**Task to carry out**
Reproduce the material below, substituting "image coordinates" for every "pixel coordinates" and changing nothing else. Leave the pictures out of your answer.

══ Data to process

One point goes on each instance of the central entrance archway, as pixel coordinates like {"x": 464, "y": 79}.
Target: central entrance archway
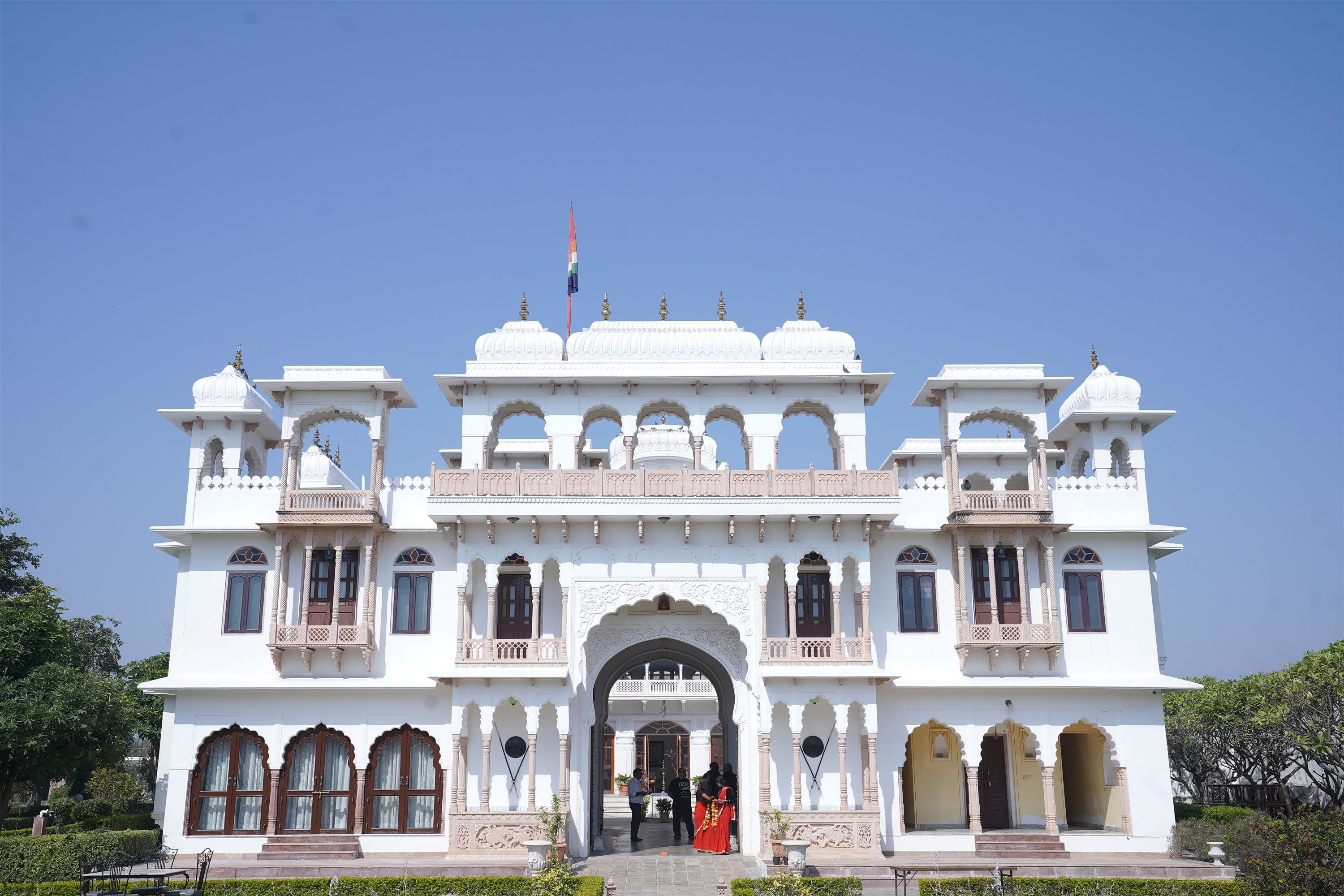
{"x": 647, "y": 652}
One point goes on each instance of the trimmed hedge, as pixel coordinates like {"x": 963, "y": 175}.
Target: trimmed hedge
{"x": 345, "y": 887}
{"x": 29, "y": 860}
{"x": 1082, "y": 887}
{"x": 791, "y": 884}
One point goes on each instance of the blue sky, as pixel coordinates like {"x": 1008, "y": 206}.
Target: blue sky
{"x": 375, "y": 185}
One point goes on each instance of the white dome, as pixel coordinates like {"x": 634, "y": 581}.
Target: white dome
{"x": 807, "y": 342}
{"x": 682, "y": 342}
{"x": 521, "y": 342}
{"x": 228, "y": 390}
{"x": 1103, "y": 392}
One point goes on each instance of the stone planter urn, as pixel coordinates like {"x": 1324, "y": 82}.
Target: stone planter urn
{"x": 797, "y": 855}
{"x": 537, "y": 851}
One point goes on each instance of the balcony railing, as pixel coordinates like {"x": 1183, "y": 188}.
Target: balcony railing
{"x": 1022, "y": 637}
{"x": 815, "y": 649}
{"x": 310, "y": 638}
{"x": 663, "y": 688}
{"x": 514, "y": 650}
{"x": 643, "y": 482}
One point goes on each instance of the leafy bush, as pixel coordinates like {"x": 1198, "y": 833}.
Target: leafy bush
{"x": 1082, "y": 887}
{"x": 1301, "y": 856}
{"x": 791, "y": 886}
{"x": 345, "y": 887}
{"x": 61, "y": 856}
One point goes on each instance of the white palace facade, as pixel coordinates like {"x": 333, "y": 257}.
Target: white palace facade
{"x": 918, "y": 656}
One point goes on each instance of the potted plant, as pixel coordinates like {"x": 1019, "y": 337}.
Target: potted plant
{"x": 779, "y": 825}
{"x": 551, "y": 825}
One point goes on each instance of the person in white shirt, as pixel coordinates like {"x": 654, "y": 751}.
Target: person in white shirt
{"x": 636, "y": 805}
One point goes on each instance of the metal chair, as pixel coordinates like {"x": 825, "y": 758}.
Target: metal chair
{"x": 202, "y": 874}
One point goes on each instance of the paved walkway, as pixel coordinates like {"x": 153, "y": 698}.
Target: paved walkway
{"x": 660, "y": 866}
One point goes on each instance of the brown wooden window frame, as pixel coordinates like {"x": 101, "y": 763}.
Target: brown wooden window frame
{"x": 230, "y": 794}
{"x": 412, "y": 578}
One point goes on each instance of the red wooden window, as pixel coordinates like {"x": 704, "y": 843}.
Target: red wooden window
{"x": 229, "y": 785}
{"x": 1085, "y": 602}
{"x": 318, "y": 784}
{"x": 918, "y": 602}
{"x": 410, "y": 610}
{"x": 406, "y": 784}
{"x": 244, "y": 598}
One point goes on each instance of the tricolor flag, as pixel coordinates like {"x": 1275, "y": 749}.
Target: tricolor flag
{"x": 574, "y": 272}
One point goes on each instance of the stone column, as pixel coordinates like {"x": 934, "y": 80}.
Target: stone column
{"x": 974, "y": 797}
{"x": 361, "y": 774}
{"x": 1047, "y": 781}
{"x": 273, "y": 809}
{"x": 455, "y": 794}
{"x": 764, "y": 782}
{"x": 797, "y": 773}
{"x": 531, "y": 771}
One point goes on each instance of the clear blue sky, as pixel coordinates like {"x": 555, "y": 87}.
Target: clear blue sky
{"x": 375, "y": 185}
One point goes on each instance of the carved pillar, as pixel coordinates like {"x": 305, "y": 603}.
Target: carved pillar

════

**Output**
One point goes on each instance of the central entrance archway, as image coordinates like {"x": 464, "y": 79}.
Target: central entrance archway
{"x": 647, "y": 652}
One point goes on each instance of the trimmed hedge, as image coordinates like {"x": 963, "y": 175}.
Target: trimmed hedge
{"x": 345, "y": 887}
{"x": 29, "y": 860}
{"x": 1082, "y": 887}
{"x": 791, "y": 884}
One point goes on each instance of the blue sky, as image coordinates like {"x": 1008, "y": 206}.
Target: blue sky
{"x": 375, "y": 185}
One point goes on each instance of the white dome, as image coordinates like {"x": 634, "y": 581}.
Target: white dome
{"x": 807, "y": 342}
{"x": 682, "y": 342}
{"x": 521, "y": 342}
{"x": 228, "y": 390}
{"x": 1103, "y": 392}
One point goes on each instance of the stone planter urn, as image coordinates like {"x": 1324, "y": 82}.
Target: stone planter urn
{"x": 797, "y": 855}
{"x": 537, "y": 851}
One point goes on each instance of the balcony railing, as image coordinates like {"x": 1183, "y": 188}.
Target: balcony railing
{"x": 1022, "y": 637}
{"x": 815, "y": 649}
{"x": 310, "y": 638}
{"x": 663, "y": 688}
{"x": 514, "y": 650}
{"x": 643, "y": 482}
One point goes on each instance of the leafy bush, as image coordinates like {"x": 1198, "y": 833}.
Target: leafy bush
{"x": 1082, "y": 887}
{"x": 1301, "y": 856}
{"x": 791, "y": 886}
{"x": 345, "y": 887}
{"x": 61, "y": 856}
One point goes on each instance of the white palace facade, as image coordinates like {"x": 333, "y": 257}.
Target: white palace facade
{"x": 918, "y": 656}
One point goes on each instance of the potted plant, as image coordinates like {"x": 1019, "y": 337}.
Target: potted plant
{"x": 779, "y": 825}
{"x": 551, "y": 825}
One point goes on each instance of the person in white shirt, as image coordinates like {"x": 654, "y": 751}.
Target: person in white shirt
{"x": 636, "y": 805}
One point goes on each instance of the metal chair, as image coordinates like {"x": 825, "y": 758}.
Target: metal chair
{"x": 202, "y": 874}
One point goes on each instance of the paved walkway, as image coordinates like {"x": 153, "y": 698}.
Target: paved walkway
{"x": 660, "y": 866}
One point goes on each instance of the brown wooden window frame, as image coordinates like {"x": 101, "y": 763}.
Target: brown wooden window frame
{"x": 230, "y": 794}
{"x": 412, "y": 578}
One point goes on each instance of the red wooden window, as image coordinates like {"x": 704, "y": 843}.
Target: red wooden window
{"x": 229, "y": 785}
{"x": 1085, "y": 602}
{"x": 318, "y": 784}
{"x": 918, "y": 602}
{"x": 410, "y": 610}
{"x": 406, "y": 784}
{"x": 244, "y": 598}
One point goes on each instance of the tricolor flag, as image coordinates like {"x": 1275, "y": 749}.
Target: tricolor flag
{"x": 574, "y": 272}
One point goes on each instance of the stone column, as image coordinates like {"x": 934, "y": 80}.
Target: stone column
{"x": 974, "y": 797}
{"x": 361, "y": 774}
{"x": 1047, "y": 781}
{"x": 273, "y": 809}
{"x": 455, "y": 794}
{"x": 764, "y": 782}
{"x": 797, "y": 773}
{"x": 531, "y": 771}
One point goes on each instance of the clear blue sky, as image coordinates like {"x": 555, "y": 87}.
Target: clear blue sky
{"x": 375, "y": 185}
One point goes on each instance of the carved pillar, as image coordinates like {"x": 305, "y": 603}.
Target: carved pillar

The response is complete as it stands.